*ANGEZEIGTER TEXT:*
☆ ☆ ☆

# TC3: Ein SPS-Projekt mittels PLCopen XML exportieren und in C# analysieren



## Stirni (8 September 2018)

Hallo liebe Gemeinde,

ich habe folgende Frage:
Ich möchte mein erstelltes SPS-Projekt, welches ich mit PLCopen XML exportiert habe, in einer C#-Anwendung analysieren, d.h.
z.B. dass alle Funktionsbausteine als Klassen vorhanden sind, usw.

Ich weiß allerdings nicht genau, wie ich die XML-Datei in mein C#-Projekt einbinden kann.

Ich habe schon versucht, das PLCopen XML-Schema in mein Projekt zu importieren und das XML-Projekt zu serialisieren.
Allerdings kommt immer eine Fehlermeldung, dass das Dokument einen Fehler aufweißt und somit nicht serialisiert werden konnte.

Kann mir bitte jmd. GENAU beschreiben, welche Schritte ich unternehmen muss, um mein SPS-Projekt in C# zu importieren?


Vielen Dank.

EDIT: Beitrag ist aus Versehen in eine falsche Rubrik gelangt, bitte verschieben.

-Stirni


----------



## Sitenia (10 September 2018)

Hallo Stirni,

deine Aussage, dass ein Fehler auftritt ist recht allgemein gehalten. Vielleicht kannst du die betreffenden Zeilen für die der Fehler gemeldet wird mal posten. Einer der typischsten Fehler an dieser Stelle ist, den falschen oder gar keinen Namespace im XML-Dokument zu verwenden oder auch bei der Serialisierung den Namespace falsch zu wählen. Eventuell wurde auch die falsche PLCOpenXML-Version verwendet, um die Objektstruktur für das Serialisieren/Deserialisieren zu erstellen.

Eventuell auch einfach mal auf der Exception anhalten und schauen, was wie die InnerException an Details verrät. Wenn sowas in der Art kommt:

<project xmlns=''> was not expected.

dann auf jeden Fall nochmal die Namespaces kontrollieren.

Grüße,
Sitenia


----------

☆ ☆ ☆

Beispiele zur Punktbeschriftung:

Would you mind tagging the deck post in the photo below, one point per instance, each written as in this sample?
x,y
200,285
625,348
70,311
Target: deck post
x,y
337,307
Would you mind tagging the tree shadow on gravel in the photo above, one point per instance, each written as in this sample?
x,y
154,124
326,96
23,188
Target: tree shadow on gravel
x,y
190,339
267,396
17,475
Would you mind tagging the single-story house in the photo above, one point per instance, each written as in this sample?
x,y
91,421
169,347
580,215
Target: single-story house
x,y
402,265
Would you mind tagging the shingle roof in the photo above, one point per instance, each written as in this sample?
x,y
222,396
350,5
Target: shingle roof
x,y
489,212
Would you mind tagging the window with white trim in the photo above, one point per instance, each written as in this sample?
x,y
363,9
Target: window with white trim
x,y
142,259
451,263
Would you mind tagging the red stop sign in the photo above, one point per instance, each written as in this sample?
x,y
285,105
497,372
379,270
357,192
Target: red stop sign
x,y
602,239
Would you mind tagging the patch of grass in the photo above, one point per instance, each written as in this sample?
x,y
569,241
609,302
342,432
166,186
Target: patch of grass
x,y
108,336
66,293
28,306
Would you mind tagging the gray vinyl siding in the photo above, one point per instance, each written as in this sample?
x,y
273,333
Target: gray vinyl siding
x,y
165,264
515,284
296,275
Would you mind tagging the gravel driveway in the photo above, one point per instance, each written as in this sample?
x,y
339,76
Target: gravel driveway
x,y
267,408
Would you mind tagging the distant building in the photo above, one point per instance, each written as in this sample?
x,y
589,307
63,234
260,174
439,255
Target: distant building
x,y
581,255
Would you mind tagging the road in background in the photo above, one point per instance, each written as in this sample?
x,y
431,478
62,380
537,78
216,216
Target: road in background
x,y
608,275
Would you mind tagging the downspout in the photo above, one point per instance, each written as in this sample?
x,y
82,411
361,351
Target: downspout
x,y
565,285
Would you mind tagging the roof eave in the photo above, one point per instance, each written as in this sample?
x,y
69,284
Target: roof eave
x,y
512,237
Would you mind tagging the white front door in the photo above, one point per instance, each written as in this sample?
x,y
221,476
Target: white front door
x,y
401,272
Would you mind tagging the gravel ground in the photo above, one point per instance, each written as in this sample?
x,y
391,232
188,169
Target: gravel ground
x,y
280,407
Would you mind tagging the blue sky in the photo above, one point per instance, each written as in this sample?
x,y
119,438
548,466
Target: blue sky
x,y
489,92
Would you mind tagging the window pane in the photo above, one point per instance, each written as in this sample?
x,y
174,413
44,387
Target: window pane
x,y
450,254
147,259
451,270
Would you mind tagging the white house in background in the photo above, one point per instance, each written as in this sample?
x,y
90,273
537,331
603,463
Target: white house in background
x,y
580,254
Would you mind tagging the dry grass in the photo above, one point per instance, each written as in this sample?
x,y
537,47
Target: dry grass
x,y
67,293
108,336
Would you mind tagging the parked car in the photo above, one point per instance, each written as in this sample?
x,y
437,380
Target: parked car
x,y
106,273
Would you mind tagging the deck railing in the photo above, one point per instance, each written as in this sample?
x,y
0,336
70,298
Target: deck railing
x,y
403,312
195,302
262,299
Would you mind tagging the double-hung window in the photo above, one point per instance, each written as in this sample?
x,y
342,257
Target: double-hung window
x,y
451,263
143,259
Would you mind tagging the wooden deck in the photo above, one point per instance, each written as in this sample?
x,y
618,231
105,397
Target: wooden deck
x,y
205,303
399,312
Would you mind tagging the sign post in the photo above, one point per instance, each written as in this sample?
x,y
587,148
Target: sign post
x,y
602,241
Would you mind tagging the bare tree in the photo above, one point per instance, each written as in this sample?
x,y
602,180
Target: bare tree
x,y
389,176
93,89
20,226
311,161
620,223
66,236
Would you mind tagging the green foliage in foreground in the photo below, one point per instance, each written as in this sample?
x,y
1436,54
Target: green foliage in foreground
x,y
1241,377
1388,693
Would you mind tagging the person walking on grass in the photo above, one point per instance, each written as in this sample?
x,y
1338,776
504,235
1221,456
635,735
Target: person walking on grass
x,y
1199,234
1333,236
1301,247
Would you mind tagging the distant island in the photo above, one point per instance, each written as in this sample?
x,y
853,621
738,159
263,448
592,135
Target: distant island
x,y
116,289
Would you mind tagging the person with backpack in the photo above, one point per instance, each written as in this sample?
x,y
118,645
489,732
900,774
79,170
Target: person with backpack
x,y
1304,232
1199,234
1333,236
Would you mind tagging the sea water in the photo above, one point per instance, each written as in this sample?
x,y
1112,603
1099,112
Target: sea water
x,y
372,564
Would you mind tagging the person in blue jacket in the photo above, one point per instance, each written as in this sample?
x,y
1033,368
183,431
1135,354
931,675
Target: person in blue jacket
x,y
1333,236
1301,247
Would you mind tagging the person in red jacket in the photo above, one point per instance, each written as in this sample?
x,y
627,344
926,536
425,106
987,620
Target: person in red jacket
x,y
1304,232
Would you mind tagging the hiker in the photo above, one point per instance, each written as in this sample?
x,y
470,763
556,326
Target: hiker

☆ ☆ ☆

Führen Sie bitte alle möglichen Fehlerursachen auf, die Sitenia im Forenthread für das Scheitern der Serialisierung nennt.

*ERLEDIGTE AUFGABE:*
- Im XML-Dokument wird der falsche oder gar kein Namespace verwendet.
- Bei der Serialisierung wird der Namespace falsch gewählt.
- Zum Erstellen der Objektstruktur für das Serialisieren/Deserialisieren wurde die falsche PLCOpenXML-Version verwendet.